> **Passage shown**
"""
We use the cortex-r machine as a basis and I modified it to be able to use OS aware debugging and tracing with ORTI file generation using the Lauterbach debugger. It is not yet 100% done yet and need some work by me.

If the legal aspect is ok I would feedback the changes to support Lauterbach using ORTI file to you. I also patched the kernel to support OTM trace protocol. This means the process id is written to the context id register and passed to the debugger without using data trace.

BR Sven Grundmann

grundmanns avatar Mar 23 '22 11:03 grundmanns

Hello Sven

Thanks for the contribution. Do a pull request when everything is ok on your side.

Best regards

Jean-Luc Béchennec

jlbirccyn avatar Mar 29 '22 07:03 jlbirccyn

Hello Jean-Luc, I had a discussion with a professional AUTOSAR vendor and in their system the ISR2 is not a task scheduled by the OS and the CPU irq is diabled by the OS before the ISR2 handler and reactivated by the OS after. This means if our software is ported by our to this professional system there would be no problem. Therefore I for the time being postponed the PostISR2 solution by simply setting the activation count to 2 for all ISR2 in the goil template.
"""
Data entries
"""
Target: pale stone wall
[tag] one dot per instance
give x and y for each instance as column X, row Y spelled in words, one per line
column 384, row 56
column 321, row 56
"""
> **Objective 1**
In the forum thread on OS aware debugging, what does the kernel patch for the OTM trace protocol write to the context id register?
> **Objective 2**
Carry on the forum thread on OS aware debugging with the Lauterbach debugger, starting after its final sentence.

> **Task response 1**
The process id.

> **Task response 2**
I have still one question regarding this topic, which I asked before. Why is GetISRID not imported into our project ? It seems to be there in the sourcecode but it is not in the auto generated system call table of our project. Do I have to activate it somehow with some oil instruction ?

BR Sven Grundmann

grundmanns avatar Apr 21 '22 12:04 grundmanns

Hello Jean-Luc, i found the answer myself. I have to set OIL_VERSION="4.0" instead of 2.5 and set SCALABILITYCLASS=SC4 Unfortunately SC3 & SC4 did not compile for me I had to introduce an application containing all task and then it worked. I still have to work out how to enable the other apis, like message api.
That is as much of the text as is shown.